What you should do
In every one of the records below, swap "Put a single dot" for "Mark one point" and leave everything else unchanged. Leave the pictures out of your answer.

## start Listed entries

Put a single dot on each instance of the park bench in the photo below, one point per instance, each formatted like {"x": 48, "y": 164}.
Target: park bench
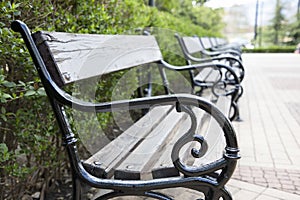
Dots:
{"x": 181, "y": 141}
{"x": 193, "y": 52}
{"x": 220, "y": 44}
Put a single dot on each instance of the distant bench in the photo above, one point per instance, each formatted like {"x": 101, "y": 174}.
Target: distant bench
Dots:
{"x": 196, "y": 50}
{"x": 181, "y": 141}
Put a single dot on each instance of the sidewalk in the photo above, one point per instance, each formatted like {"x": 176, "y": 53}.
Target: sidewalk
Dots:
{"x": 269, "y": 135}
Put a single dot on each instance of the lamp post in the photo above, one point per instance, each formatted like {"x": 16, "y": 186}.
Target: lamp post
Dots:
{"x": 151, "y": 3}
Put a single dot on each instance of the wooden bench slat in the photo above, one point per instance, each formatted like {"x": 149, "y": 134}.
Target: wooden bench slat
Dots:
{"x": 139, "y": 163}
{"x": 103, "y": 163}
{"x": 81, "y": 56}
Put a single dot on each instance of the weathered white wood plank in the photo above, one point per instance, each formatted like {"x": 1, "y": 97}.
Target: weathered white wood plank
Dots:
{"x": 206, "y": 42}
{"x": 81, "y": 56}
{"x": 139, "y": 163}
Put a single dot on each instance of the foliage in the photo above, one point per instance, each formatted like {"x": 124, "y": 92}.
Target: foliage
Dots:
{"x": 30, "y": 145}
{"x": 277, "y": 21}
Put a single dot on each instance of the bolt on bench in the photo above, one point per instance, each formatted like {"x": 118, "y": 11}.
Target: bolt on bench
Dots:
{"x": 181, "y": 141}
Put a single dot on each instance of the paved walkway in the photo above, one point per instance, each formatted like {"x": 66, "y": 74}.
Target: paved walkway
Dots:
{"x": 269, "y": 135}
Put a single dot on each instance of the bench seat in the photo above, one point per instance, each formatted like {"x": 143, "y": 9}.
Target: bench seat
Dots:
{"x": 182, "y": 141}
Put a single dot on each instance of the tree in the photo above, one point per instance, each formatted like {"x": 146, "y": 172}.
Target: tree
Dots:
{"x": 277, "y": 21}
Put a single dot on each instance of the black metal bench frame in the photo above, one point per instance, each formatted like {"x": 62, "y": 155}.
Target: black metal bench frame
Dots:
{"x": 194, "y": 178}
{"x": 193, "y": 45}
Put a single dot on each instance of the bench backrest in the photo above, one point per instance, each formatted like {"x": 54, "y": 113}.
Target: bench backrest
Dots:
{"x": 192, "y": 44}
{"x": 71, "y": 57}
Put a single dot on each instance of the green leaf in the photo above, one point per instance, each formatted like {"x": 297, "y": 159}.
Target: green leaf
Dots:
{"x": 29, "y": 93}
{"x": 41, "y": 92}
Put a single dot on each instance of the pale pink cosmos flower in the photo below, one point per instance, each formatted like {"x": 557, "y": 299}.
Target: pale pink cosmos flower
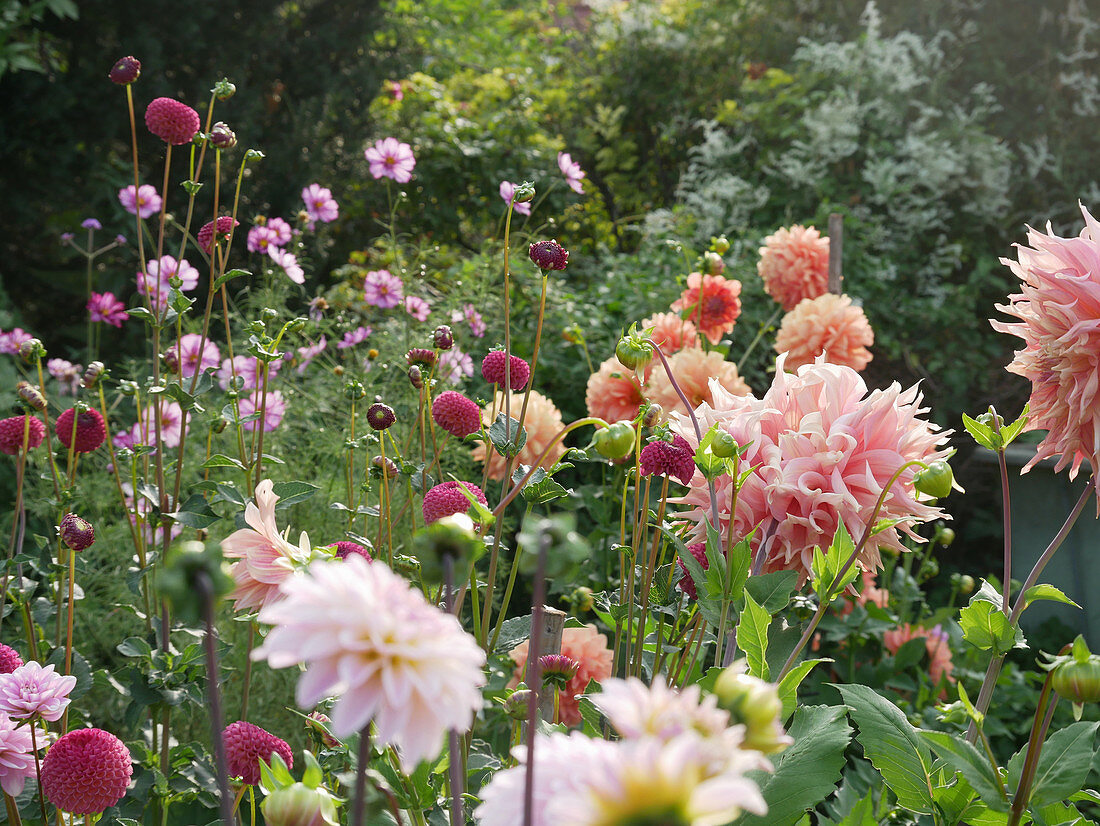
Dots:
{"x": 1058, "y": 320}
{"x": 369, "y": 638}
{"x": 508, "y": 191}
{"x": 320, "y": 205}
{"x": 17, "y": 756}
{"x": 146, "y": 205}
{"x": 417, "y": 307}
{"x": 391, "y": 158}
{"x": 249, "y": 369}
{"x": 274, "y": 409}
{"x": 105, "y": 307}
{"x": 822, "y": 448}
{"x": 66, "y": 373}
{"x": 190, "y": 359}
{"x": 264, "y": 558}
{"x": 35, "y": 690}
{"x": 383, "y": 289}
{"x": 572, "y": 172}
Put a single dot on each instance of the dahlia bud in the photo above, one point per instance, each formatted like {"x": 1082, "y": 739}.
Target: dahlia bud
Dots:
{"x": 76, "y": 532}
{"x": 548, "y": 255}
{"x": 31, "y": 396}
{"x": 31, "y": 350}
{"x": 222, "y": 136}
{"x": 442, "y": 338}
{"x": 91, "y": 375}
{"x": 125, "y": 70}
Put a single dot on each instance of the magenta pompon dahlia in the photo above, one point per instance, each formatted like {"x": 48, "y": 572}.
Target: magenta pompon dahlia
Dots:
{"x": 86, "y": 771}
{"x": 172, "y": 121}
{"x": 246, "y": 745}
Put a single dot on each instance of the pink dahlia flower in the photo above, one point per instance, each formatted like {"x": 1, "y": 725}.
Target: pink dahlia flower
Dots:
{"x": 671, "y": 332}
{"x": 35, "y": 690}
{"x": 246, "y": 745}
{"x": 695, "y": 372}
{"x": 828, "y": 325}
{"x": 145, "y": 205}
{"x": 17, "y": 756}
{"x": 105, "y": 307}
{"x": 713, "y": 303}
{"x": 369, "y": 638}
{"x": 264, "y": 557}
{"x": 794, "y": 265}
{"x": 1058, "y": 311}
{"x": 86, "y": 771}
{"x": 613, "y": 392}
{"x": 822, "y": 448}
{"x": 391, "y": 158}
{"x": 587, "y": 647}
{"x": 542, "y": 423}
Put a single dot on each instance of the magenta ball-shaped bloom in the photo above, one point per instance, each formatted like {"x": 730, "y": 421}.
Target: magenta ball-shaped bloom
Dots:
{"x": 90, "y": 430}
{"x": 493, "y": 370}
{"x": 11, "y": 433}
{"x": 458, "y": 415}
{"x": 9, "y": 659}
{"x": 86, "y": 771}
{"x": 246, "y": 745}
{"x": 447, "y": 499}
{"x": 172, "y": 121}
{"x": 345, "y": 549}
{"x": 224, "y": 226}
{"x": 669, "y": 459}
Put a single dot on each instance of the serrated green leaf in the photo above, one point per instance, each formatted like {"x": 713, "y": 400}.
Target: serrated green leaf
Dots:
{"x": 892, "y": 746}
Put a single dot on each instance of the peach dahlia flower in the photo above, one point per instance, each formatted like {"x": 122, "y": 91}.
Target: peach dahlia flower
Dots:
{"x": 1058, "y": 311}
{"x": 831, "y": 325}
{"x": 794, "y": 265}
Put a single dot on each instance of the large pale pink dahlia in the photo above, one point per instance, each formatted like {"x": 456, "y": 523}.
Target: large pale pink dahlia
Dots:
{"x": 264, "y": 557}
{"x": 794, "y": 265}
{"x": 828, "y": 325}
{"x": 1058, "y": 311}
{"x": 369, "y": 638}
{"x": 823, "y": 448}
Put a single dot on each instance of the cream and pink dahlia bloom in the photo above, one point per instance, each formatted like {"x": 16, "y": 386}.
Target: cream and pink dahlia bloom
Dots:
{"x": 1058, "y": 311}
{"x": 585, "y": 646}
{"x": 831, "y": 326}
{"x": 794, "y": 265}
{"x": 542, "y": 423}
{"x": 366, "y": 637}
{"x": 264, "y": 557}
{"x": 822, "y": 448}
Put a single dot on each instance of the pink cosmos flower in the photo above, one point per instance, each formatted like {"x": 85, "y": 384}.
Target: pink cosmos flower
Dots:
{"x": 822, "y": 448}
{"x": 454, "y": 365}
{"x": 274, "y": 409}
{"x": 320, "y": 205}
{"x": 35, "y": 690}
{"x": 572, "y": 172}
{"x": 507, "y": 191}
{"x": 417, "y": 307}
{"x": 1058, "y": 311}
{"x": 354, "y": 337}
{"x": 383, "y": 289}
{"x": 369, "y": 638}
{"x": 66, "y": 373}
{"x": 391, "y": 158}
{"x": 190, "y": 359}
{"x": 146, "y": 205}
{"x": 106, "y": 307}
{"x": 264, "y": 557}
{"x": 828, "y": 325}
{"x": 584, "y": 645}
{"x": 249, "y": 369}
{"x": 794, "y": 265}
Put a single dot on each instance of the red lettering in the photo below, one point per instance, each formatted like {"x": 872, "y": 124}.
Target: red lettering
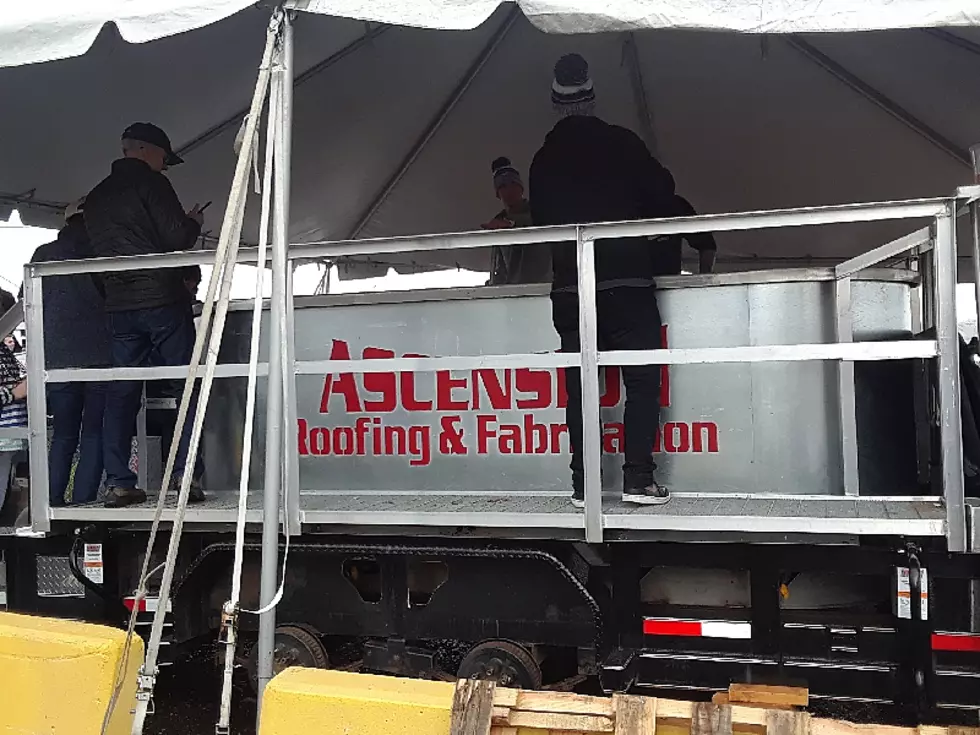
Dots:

## end Listed entries

Task response
Mark one point on each instance of the park bench in the photo below, one point per instance, each formatted like {"x": 48, "y": 164}.
Target: park bench
Dots:
{"x": 181, "y": 141}
{"x": 193, "y": 52}
{"x": 220, "y": 44}
Mark one point on each instance of the distant bench in the photo above, one point per instance, each formatted like {"x": 101, "y": 174}.
Target: distant bench
Dots:
{"x": 196, "y": 50}
{"x": 181, "y": 141}
Mark one point on each instance of the sidewalk in the photo above, one point per instance, each formatted like {"x": 176, "y": 53}.
Target: sidewalk
Dots:
{"x": 269, "y": 135}
Mark one point on each instance of the lamp post in the photo above, one point per instance, each formatted like {"x": 16, "y": 186}.
Target: lamp post
Dots:
{"x": 151, "y": 3}
Mark one point on each instance of the wooden bench slat in the photo above, one point per instance, each formatted like {"x": 149, "y": 134}.
Target: wooden bench slat
Dots:
{"x": 139, "y": 163}
{"x": 103, "y": 163}
{"x": 81, "y": 56}
Mark one point on each instance of the weathered white wood plank in the photo above, one point per instance, each formatted like {"x": 1, "y": 97}.
Target: weathered white wood plank
Dots:
{"x": 206, "y": 42}
{"x": 81, "y": 56}
{"x": 139, "y": 163}
Mark one point on each instance of the foliage in the photo above, one point per instance, each formatted like {"x": 124, "y": 92}.
Target: foliage
Dots:
{"x": 30, "y": 145}
{"x": 277, "y": 21}
Mark one point on each instance of the bolt on bench in the photo above, one point per instance, each formatted like {"x": 118, "y": 11}.
Target: bolt on bench
Dots:
{"x": 181, "y": 141}
Mark one point on each instance of the paved walkway in the photo above, one point per instance, each formatted like {"x": 66, "y": 74}.
Target: paved walkway
Dots:
{"x": 269, "y": 135}
Mark one point on each instance of the bench seat in the photo above, one point per instance, each formatted like {"x": 143, "y": 9}.
Target: bench seat
Dots:
{"x": 182, "y": 141}
Mark one point on each instance of the tree in the photo above, one point per instance, each formatted like {"x": 146, "y": 172}.
Target: tree
Dots:
{"x": 277, "y": 21}
Mark one point on each instance of the black metal bench frame in the photo above, one point per instance, each formatted like {"x": 62, "y": 155}.
Target: black metal bench frame
Dots:
{"x": 194, "y": 178}
{"x": 193, "y": 45}
Mark one point on each instance of the bench backrest in the photo above, one point per instance, each formatted like {"x": 54, "y": 113}.
Target: bench backrest
Dots:
{"x": 192, "y": 44}
{"x": 71, "y": 57}
Mark one point on each instance of the green leaf in the photo above, one point per instance, each formatted like {"x": 297, "y": 159}.
Target: green leaf
Dots:
{"x": 29, "y": 93}
{"x": 41, "y": 92}
Mark one point on each instance of the pale pink cosmos flower in the photo below, one point per instance, each formatted like {"x": 557, "y": 299}.
Target: pale pink cosmos flower
Dots:
{"x": 1058, "y": 320}
{"x": 369, "y": 638}
{"x": 508, "y": 191}
{"x": 320, "y": 205}
{"x": 17, "y": 756}
{"x": 146, "y": 205}
{"x": 417, "y": 307}
{"x": 391, "y": 158}
{"x": 249, "y": 369}
{"x": 274, "y": 409}
{"x": 105, "y": 307}
{"x": 822, "y": 448}
{"x": 66, "y": 373}
{"x": 190, "y": 359}
{"x": 264, "y": 558}
{"x": 35, "y": 690}
{"x": 383, "y": 289}
{"x": 572, "y": 172}
Mark one point on each instance of the dahlia bud in the photo above, one point per instance, each formatted like {"x": 1082, "y": 739}.
Target: dahlia bud
Dots:
{"x": 76, "y": 532}
{"x": 548, "y": 255}
{"x": 31, "y": 396}
{"x": 31, "y": 350}
{"x": 222, "y": 136}
{"x": 442, "y": 338}
{"x": 91, "y": 375}
{"x": 125, "y": 70}
Mark one point on each instance of the magenta pompon dahlia in the photo above, one point per instance, each formatted like {"x": 48, "y": 572}.
Target: magenta pompon dahlia
Dots:
{"x": 86, "y": 771}
{"x": 172, "y": 121}
{"x": 246, "y": 745}
Mark one point on each instance of the pink dahlia flower in the photo above, one point per instance, each formatted like {"x": 1, "y": 725}.
Target: pink dahlia flower
Dots:
{"x": 671, "y": 332}
{"x": 35, "y": 690}
{"x": 246, "y": 745}
{"x": 695, "y": 372}
{"x": 828, "y": 325}
{"x": 145, "y": 205}
{"x": 17, "y": 756}
{"x": 105, "y": 307}
{"x": 713, "y": 303}
{"x": 369, "y": 638}
{"x": 264, "y": 557}
{"x": 794, "y": 265}
{"x": 1058, "y": 311}
{"x": 86, "y": 771}
{"x": 613, "y": 392}
{"x": 822, "y": 448}
{"x": 391, "y": 158}
{"x": 587, "y": 647}
{"x": 542, "y": 423}
Mark one point on each instance of the magenta ball-shaped bloom in the photo above, one point per instance, each formatted like {"x": 730, "y": 421}.
Target: magenta ball-shaped bloom
Dots:
{"x": 90, "y": 430}
{"x": 493, "y": 370}
{"x": 11, "y": 433}
{"x": 458, "y": 415}
{"x": 9, "y": 659}
{"x": 86, "y": 771}
{"x": 246, "y": 745}
{"x": 447, "y": 499}
{"x": 172, "y": 121}
{"x": 345, "y": 549}
{"x": 224, "y": 226}
{"x": 669, "y": 459}
Mark one point on each instance of the serrated green leaf in the photo above, one point per instance, each formatted like {"x": 713, "y": 400}.
Target: serrated green leaf
Dots:
{"x": 892, "y": 746}
Mark one point on each instance of the peach dahlia flower in the photo above, one point per instance, each formatted like {"x": 122, "y": 91}.
Target: peach dahlia flower
Dots:
{"x": 1058, "y": 311}
{"x": 831, "y": 325}
{"x": 794, "y": 265}
Mark one point on each instance of the large pale pink dahlia in the photo above, one point per instance, each formatted like {"x": 456, "y": 523}.
Target: large pale pink dahlia
Dots:
{"x": 264, "y": 557}
{"x": 794, "y": 265}
{"x": 828, "y": 325}
{"x": 1058, "y": 311}
{"x": 369, "y": 638}
{"x": 823, "y": 448}
Mark one point on each instance of the cream and pink dahlia bloom in the photo above, one point per instance, each formatted like {"x": 16, "y": 386}.
Target: cream and pink dahlia bloom
Dots:
{"x": 1058, "y": 311}
{"x": 585, "y": 646}
{"x": 831, "y": 326}
{"x": 794, "y": 265}
{"x": 542, "y": 423}
{"x": 366, "y": 637}
{"x": 264, "y": 557}
{"x": 822, "y": 448}
Mark one point on each instance of the pink cosmos flower in the photo above, one point per instance, each formatted like {"x": 85, "y": 384}.
Target: pink cosmos flower
Dots:
{"x": 822, "y": 448}
{"x": 454, "y": 365}
{"x": 274, "y": 409}
{"x": 320, "y": 205}
{"x": 35, "y": 690}
{"x": 572, "y": 172}
{"x": 507, "y": 191}
{"x": 417, "y": 307}
{"x": 1058, "y": 311}
{"x": 354, "y": 337}
{"x": 383, "y": 289}
{"x": 369, "y": 638}
{"x": 66, "y": 373}
{"x": 391, "y": 158}
{"x": 190, "y": 359}
{"x": 146, "y": 205}
{"x": 106, "y": 307}
{"x": 264, "y": 557}
{"x": 828, "y": 325}
{"x": 584, "y": 645}
{"x": 249, "y": 369}
{"x": 794, "y": 265}
Mark one point on each instance of the red lettering in the photo below, one point per instance, each formatted like {"x": 872, "y": 124}.
Target: red lettering
Dots:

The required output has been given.